## Problem
Return every line in the listing below that contains the string "path", treating uppercase and lowercase as different.

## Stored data

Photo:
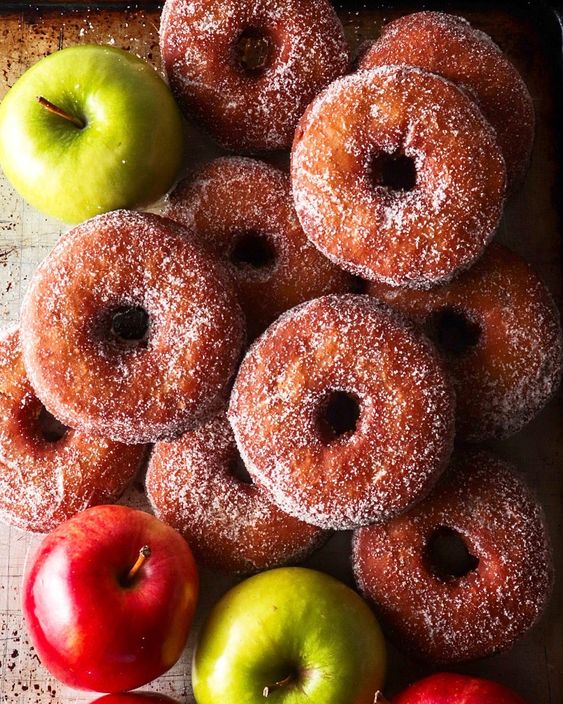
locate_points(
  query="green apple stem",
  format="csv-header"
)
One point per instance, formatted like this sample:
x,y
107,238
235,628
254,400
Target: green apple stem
x,y
144,554
277,685
48,105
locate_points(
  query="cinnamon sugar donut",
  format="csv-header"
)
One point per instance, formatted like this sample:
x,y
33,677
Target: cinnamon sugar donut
x,y
194,485
343,412
499,331
49,472
397,176
130,330
444,609
447,45
243,210
246,69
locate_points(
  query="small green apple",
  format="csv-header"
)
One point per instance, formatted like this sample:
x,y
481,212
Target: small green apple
x,y
90,129
289,635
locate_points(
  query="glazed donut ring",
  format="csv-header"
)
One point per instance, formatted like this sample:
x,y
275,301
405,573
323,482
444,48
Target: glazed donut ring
x,y
499,331
203,46
449,46
243,210
165,377
46,474
446,617
230,525
343,412
397,176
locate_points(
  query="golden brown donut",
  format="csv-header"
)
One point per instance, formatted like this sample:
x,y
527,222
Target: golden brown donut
x,y
246,69
130,329
194,484
498,329
49,472
449,46
243,210
397,176
343,412
446,604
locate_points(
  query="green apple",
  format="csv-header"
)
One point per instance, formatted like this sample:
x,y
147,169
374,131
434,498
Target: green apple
x,y
289,635
90,129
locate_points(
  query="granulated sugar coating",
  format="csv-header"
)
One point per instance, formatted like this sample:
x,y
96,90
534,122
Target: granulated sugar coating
x,y
343,412
498,329
243,210
46,474
130,330
230,525
247,69
449,46
446,618
397,176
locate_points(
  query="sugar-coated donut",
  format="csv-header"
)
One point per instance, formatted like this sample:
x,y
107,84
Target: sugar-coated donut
x,y
130,329
498,328
243,210
444,609
49,473
194,486
449,46
246,69
397,176
343,412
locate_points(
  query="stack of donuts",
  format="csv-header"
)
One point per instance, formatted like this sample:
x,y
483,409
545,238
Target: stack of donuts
x,y
382,325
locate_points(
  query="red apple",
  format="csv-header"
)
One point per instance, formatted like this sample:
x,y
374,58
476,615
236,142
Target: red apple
x,y
448,688
135,698
109,598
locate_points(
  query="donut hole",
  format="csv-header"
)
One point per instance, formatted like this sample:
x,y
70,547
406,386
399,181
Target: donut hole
x,y
338,415
129,326
394,172
447,555
252,250
237,469
50,429
453,331
253,51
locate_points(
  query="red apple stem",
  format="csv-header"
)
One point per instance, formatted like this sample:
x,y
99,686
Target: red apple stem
x,y
144,553
51,107
277,685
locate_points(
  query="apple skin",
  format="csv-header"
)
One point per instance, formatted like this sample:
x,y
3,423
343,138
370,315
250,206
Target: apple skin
x,y
92,632
128,154
289,621
449,688
135,698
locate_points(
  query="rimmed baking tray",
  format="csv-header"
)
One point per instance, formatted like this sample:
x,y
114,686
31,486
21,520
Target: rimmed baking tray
x,y
530,33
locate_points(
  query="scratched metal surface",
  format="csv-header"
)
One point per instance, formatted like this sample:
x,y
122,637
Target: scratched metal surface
x,y
531,226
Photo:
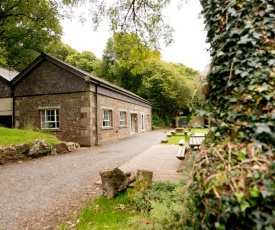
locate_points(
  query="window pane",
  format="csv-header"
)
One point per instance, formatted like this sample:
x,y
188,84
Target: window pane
x,y
106,118
49,119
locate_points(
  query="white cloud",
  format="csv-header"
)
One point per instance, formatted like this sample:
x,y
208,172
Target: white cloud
x,y
189,47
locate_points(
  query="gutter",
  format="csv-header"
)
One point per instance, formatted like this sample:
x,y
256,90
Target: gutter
x,y
96,114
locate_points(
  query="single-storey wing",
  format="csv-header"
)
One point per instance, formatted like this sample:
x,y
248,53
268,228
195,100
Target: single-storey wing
x,y
53,95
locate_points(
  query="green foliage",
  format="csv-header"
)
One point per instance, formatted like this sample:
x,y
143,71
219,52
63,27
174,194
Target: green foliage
x,y
104,214
84,60
143,18
26,27
168,87
59,50
160,192
131,65
17,136
233,181
242,79
233,188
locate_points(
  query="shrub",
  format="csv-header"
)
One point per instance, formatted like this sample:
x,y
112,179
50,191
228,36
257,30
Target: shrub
x,y
233,188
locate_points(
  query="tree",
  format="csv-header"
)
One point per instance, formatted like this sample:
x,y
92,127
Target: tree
x,y
168,87
124,60
59,50
84,60
233,183
26,27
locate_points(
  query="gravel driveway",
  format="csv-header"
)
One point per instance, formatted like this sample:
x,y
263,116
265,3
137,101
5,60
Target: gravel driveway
x,y
38,194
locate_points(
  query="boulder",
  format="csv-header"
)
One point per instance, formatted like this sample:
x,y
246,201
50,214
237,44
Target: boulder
x,y
64,147
40,148
13,153
115,181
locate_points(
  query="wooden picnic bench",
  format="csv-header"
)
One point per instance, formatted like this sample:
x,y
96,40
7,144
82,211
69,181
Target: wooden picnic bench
x,y
196,140
181,151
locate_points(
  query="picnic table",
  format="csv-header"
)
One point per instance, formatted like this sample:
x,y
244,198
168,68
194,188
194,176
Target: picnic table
x,y
196,140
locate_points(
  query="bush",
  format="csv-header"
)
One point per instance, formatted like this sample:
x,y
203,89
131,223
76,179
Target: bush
x,y
233,188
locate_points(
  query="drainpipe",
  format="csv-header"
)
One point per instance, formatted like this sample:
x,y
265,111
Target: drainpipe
x,y
13,105
96,114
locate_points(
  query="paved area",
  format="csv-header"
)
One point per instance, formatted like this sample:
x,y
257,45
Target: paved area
x,y
40,193
160,159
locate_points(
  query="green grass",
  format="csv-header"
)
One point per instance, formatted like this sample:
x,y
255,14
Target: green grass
x,y
174,140
104,214
18,136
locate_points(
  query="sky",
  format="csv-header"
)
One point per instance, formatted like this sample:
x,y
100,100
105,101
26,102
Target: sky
x,y
189,47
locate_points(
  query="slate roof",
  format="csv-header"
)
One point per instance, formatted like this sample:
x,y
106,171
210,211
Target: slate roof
x,y
78,72
7,74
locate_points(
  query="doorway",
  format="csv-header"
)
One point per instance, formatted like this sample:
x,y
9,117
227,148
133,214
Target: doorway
x,y
133,123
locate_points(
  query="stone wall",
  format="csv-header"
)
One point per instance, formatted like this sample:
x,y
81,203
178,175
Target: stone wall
x,y
48,78
74,114
117,132
5,89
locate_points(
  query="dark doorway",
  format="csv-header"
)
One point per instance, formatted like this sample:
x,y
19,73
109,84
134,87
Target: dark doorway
x,y
6,121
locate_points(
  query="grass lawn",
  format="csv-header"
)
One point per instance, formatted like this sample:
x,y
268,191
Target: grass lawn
x,y
18,136
104,214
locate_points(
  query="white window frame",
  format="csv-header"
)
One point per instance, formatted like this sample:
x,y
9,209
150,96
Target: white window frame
x,y
106,118
122,118
49,118
147,118
142,122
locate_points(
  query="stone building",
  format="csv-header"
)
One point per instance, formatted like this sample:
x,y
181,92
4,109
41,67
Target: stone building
x,y
6,101
53,95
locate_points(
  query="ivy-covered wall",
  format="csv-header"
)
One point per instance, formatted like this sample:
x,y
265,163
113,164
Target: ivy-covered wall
x,y
234,175
242,79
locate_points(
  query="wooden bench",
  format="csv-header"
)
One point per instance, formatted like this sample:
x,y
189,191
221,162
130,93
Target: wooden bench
x,y
196,140
181,142
181,153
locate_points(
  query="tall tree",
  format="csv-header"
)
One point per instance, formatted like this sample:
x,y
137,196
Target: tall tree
x,y
59,49
168,87
233,184
84,60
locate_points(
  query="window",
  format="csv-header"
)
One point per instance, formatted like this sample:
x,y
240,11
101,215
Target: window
x,y
106,118
142,122
122,118
50,119
147,118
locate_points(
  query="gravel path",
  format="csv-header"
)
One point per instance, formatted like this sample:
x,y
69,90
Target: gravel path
x,y
38,194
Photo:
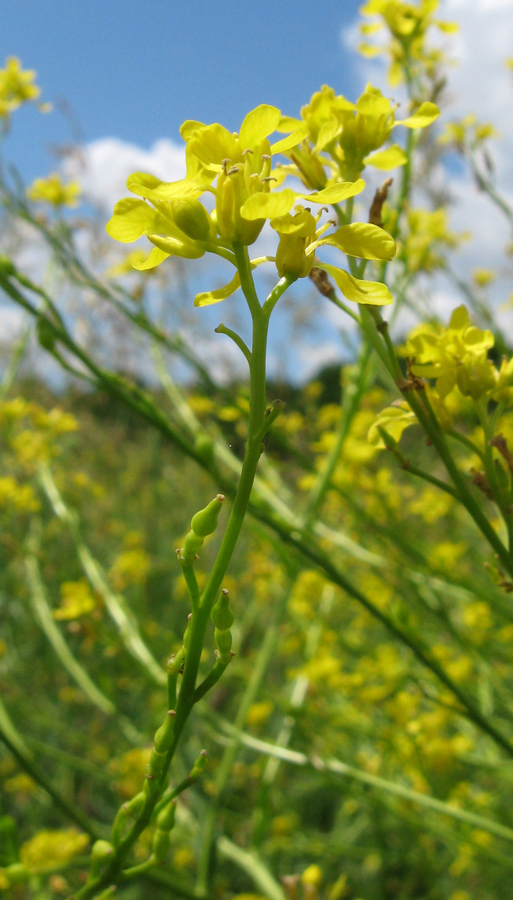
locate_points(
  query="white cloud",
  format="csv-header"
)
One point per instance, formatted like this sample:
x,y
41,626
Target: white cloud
x,y
103,166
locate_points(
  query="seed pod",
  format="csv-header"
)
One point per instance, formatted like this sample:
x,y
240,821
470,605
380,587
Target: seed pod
x,y
17,873
223,641
199,766
100,851
135,805
222,613
160,845
156,763
204,522
191,218
164,735
192,545
166,817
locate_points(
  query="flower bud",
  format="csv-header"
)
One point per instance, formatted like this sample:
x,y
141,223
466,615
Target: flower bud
x,y
101,850
166,818
160,845
165,734
204,522
296,234
222,613
231,195
192,218
223,641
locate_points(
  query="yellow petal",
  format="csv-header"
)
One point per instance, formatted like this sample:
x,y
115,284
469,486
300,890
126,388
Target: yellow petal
x,y
154,259
373,293
175,247
212,144
143,179
132,218
335,192
369,50
268,206
258,124
328,131
291,141
189,127
363,240
424,115
387,159
209,297
288,123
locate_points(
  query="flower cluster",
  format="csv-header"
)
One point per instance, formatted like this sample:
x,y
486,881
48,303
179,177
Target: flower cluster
x,y
345,136
407,25
236,169
17,87
54,191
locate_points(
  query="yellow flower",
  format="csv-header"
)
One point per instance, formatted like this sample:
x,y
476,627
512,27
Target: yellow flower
x,y
51,849
454,356
17,87
54,191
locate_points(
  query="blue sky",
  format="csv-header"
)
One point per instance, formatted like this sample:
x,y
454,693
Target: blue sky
x,y
136,71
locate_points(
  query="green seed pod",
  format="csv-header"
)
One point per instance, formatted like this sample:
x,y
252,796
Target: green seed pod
x,y
199,766
223,641
187,633
204,446
17,873
191,218
192,545
204,522
7,266
166,818
45,334
156,763
135,805
101,850
160,845
164,735
222,613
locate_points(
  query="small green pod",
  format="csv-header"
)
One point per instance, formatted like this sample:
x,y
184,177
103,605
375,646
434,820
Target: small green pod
x,y
204,446
204,522
135,805
101,850
164,735
191,547
223,641
192,218
160,845
166,818
157,762
199,766
222,613
16,873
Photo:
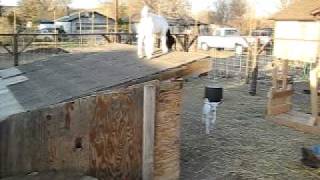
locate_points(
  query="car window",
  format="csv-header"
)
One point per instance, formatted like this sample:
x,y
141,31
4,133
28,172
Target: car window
x,y
231,32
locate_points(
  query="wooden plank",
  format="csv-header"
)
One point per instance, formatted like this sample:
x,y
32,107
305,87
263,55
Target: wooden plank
x,y
275,75
149,113
115,135
285,74
281,100
281,94
314,93
296,120
167,135
276,110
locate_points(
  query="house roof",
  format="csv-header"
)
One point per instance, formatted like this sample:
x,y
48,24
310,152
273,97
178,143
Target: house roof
x,y
75,15
302,10
185,21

## Task response
  query="gravel path",
Target: gravel path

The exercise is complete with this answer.